任务清单:
1. 这份SMILES转3D SDF的脚本会把所有失败分子及其原因记录到哪个文件里?
2. 请从最后一行往下续写这份SMILES转3D SDF的脚本。

选段:
180 lines
7.9 KiB
Python
180 lines
7.9 KiB
Python
"""
|
||
--------------------------------------------------------------
|
||
并行批量SMILES转3D SDF文件脚本
|
||
--------------------------------------------------------------
|
||
本脚本用于从CSV文件中批量读取SMILES分子式,利用RDKit并行生成3D分子构象,
|
||
每个分子单独保存为SDF文件,并输出详细日志和失败统计。
|
||
|
||
主要功能:
|
||
- 支持通过参数动态指定SMILES和标识符字段名
|
||
- 多进程加速(可设定n_jobs)
|
||
- 详细彩色日志输出(rich),失败原因自动分类
|
||
- 成功/失败统计表格
|
||
- 所有失败分子及原因自动记录至failed_smiles.txt
|
||
|
||
依赖:
|
||
conda install -y -c conda-forge rdkit pandas rich joblib
|
||
or pip install pandas rich
|
||
|
||
推荐用法示例:
|
||
python gen_sdf_parallel.py --csv input.csv --outdir ./sdf_files \
|
||
--smiles_col canonical_smiles --id_col identifier --n_jobs 8 --max_attempts 100
|
||
|
||
参数说明:
|
||
--csv 输入的CSV文件路径(必填)
|
||
--outdir 输出SDF文件夹,默认 ./sdf_files
|
||
--smiles_col SMILES列名,默认 canonical_smiles
|
||
--id_col 标识符列名,默认 identifier
|
||
--n_jobs 并行进程数,默认4
|
||
--max_attempts 3D构象最大生成尝试次数,默认10
|
||
|
||
脚本作者:lingyuzeng
|
||
最后更新:2025-07
|
||
--------------------------------------------------------------
|
||
"""
|
||
from pathlib import Path
|
||
import pandas as pd
|
||
from rdkit import Chem
|
||
from rdkit.Chem import AllChem
|
||
import traceback
|
||
from concurrent.futures import ProcessPoolExecutor, as_completed
|
||
from rich.console import Console
|
||
from rich.table import Table
|
||
from rich.panel import Panel
|
||
# rdkit, tqdm, rich,pandas
|
||
console = Console()

数据条目:
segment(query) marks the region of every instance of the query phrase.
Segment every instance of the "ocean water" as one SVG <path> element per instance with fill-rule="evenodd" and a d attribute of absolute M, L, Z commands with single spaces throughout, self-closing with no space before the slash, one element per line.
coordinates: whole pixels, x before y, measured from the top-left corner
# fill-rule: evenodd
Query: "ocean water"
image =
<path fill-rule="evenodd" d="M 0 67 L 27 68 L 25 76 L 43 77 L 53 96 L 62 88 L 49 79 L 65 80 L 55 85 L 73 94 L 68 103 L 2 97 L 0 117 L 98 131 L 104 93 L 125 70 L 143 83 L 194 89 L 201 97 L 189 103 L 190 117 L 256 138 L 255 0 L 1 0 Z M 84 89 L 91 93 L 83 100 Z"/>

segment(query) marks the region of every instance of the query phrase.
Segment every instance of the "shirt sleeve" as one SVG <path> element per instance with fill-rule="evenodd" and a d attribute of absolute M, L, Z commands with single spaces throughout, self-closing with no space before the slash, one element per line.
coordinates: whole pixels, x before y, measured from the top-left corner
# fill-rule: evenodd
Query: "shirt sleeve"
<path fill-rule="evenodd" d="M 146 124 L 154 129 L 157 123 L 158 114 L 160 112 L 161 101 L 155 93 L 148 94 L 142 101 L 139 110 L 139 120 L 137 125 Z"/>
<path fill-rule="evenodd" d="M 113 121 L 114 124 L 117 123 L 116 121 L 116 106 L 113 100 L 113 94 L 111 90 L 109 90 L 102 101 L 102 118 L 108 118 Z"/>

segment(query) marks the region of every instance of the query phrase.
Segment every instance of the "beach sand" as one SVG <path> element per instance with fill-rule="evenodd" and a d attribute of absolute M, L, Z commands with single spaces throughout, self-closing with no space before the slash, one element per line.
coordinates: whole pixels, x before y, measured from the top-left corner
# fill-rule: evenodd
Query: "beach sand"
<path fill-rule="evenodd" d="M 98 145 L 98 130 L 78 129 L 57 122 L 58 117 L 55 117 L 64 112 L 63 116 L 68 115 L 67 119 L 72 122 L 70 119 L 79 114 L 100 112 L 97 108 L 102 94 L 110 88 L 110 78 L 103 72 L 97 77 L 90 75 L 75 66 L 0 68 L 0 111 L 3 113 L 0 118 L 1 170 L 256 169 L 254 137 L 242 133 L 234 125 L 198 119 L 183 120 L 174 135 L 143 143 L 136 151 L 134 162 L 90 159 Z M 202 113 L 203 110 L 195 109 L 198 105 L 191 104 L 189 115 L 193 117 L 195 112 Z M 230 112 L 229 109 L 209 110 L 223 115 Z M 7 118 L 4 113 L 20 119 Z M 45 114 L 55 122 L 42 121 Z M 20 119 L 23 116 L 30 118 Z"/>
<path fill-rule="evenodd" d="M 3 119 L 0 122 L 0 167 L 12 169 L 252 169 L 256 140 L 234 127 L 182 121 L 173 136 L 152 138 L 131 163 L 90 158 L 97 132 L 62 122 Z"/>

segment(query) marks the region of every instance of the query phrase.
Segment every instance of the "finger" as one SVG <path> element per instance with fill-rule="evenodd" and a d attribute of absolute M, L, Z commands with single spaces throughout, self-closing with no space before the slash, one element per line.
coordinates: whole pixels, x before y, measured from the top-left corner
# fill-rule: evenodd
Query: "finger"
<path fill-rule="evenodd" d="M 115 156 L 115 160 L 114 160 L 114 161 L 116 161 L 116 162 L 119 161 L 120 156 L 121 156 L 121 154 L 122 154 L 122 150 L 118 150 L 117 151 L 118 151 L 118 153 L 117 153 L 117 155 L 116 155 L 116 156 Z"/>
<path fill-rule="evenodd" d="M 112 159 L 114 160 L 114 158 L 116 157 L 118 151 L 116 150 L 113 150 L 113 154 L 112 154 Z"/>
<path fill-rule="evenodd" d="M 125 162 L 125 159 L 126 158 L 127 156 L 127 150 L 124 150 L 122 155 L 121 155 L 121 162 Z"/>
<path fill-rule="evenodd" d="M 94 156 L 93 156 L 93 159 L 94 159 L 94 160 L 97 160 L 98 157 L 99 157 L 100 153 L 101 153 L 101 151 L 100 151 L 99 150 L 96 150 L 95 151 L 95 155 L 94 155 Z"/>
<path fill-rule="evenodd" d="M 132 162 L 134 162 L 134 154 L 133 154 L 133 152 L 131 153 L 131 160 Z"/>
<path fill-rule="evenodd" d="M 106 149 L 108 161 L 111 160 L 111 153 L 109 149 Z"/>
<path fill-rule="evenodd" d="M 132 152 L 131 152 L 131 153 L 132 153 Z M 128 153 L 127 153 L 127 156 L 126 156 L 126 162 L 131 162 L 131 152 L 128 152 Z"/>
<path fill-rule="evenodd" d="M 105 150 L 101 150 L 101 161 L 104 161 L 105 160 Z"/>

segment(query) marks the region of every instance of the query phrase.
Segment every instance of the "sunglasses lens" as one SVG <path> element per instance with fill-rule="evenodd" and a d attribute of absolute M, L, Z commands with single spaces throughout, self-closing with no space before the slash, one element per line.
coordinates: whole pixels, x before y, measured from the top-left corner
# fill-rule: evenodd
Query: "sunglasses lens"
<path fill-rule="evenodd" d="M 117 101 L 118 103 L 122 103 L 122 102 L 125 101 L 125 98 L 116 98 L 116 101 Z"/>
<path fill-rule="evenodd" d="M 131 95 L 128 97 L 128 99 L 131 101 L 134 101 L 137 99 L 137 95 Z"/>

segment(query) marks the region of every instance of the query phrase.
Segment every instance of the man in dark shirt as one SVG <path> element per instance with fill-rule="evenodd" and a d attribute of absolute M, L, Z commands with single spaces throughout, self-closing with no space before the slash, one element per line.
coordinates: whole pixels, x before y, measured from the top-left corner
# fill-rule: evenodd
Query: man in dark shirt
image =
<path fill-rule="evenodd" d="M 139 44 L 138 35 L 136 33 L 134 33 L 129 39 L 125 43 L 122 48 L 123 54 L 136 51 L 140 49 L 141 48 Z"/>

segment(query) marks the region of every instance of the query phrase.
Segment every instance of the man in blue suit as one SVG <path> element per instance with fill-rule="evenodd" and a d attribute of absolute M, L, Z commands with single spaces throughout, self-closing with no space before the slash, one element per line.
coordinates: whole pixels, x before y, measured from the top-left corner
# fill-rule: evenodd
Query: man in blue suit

参考答案:
1. failed_smiles.txt

2.
|
||
|
||
def smiles_to_3d_sdf(identifier, smiles, props, sdf_path, max_attempts=10):
|
||
try:
|
||
mol = Chem.MolFromSmiles(smiles)
|
||
if mol is None:
|
||
return identifier, False, "SMILES解析失败"
|
||
mol = Chem.AddHs(mol)
|
||
params = AllChem.ETKDGv3()
|
||
last_error = ""
|
||
for attempt in range(max_attempts):
|
||
try:
|
||
status = AllChem.EmbedMolecule(mol, params)
|
||
if status == 0:
|
||
AllChem.UFFOptimizeMolecule(mol)
|
||
if props:
|
||
for k, v in props.items():
|
||
mol.SetProp(str(k), str(v))
|
||
writer = Chem.SDWriter(str(sdf_path))
|
||
writer.write(mol)
|
||
writer.close()
|
||
return identifier, True, f"成功(第{attempt+1}次)"
|
||
except Exception as e:
|
||
last_error = f"3D生成异常: {e}"
|
||
continue
|
||
return identifier, False, last_error if last_error else f"3D构象生成失败(已重试{max_attempts}次)"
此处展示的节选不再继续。